Written problem A
Please list every concept in the numbered list near the start of the blog post on programming concepts, in the order given.
Written problem B
According to the blog post on programming concepts, what does the immutability of data mean?
-- begin Reading text --
In this blog, I would like to introduce the concepts that I believe are the most powerful in programming languages, and mastering them will give you solid programming thinking. I will explain them one by one with examples in Java and Python. After introducing the concepts of object orientation, recursion, and concurrency in the first three articles, I will elucidate the concept of functional programming and lambda expressions in this article.
1. Object-oriented
2. Recursion
3. Concurrency
4. Functional Programming and Lambda Expressions
5. Data Structure
6. Software Design Patterns
7. Annotations/Decorators
8. Machine Learning
1. Functional Programming and Lambda Expressions
Functional programming is a paradigm that promotes the use of pure functions and immutable data. In functional programming, you can compose multiple functions and apply them to arguments to perform calculations. A functional program results from the functions’ composition. Pure functions provide the same output for the same inputs. They have no side effects like the functions in the imperative paradigm. Pure functions preserve the definition and logic of a function as defined in mathematics. A functional program is often more concise, intuitive, and more understandable than an imperative due to the sequence of functions.
However, the advantage of a pure function is also its limitation. Indeed, functional programming does not allow data to be saved like an assignment does in imperative languages. Using only a functional language to develop large, traditional applications like desktop or website applications is challenging.
The good news is that functional programming is often combined these days with imperative paradigms in many modern and powerful languages like Java, Python or JQuery. So you can continue to enjoy short, easy-to-understand, and more natural functional code with your working programming language. We now summarize the most important features of functional programming as follows:
Data Immutability: This is the basic feature of functional programming to avoid side effects. The immutability of data means that once it is created, we cannot change it. You can update the data by creating new data structures with the desired changes.
Recursion: It is widely used in functional programming to implement the iterative way to solve similar sub-problems.
-- end Reading text --
-- begin Dataset extract --
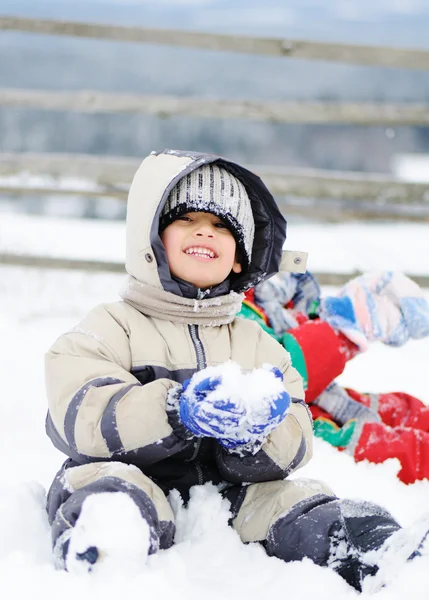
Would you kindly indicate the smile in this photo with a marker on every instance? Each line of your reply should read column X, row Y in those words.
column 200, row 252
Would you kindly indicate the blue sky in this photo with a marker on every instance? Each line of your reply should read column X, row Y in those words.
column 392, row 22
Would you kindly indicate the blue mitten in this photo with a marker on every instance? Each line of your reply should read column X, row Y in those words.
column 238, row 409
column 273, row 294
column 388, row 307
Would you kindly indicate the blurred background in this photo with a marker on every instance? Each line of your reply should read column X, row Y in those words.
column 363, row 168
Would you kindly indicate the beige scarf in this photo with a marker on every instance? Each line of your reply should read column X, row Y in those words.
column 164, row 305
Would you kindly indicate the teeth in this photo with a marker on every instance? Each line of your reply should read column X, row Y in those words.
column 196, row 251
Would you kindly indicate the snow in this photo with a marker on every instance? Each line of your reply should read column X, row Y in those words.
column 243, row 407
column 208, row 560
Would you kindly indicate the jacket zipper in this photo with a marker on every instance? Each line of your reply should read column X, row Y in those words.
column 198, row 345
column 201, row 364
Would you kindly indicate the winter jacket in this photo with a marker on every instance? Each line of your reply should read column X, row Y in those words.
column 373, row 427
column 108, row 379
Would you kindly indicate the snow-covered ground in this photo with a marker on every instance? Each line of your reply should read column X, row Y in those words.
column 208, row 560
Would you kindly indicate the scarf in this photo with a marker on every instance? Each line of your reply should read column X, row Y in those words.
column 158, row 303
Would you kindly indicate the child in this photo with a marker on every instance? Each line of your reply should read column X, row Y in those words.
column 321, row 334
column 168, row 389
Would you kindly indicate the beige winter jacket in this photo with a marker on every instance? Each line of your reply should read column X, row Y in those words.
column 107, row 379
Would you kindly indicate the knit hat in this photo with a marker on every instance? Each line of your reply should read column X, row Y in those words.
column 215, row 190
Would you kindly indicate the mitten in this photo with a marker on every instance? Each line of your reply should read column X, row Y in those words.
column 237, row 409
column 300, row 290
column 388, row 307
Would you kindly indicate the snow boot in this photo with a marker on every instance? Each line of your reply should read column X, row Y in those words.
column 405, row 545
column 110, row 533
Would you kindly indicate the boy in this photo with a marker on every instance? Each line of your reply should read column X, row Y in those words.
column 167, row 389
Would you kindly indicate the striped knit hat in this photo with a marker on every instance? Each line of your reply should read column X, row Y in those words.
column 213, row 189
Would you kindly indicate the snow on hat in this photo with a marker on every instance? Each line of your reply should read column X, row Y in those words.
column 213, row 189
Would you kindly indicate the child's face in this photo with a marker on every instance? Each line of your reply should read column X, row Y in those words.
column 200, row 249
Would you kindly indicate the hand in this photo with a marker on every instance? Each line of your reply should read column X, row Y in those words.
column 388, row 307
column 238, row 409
-- end Dataset extract --
-- begin Dataset extract --
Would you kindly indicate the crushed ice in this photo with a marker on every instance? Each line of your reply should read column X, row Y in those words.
-- end Dataset extract --
Complete response A
1. Object-oriented
2. Recursion
3. Concurrency
4. Functional Programming and Lambda Expressions
5. Data Structure
6. Software Design Patterns
7. Annotations/Decorators
8. Machine Learning

Complete response B
Once data is created, it cannot be changed.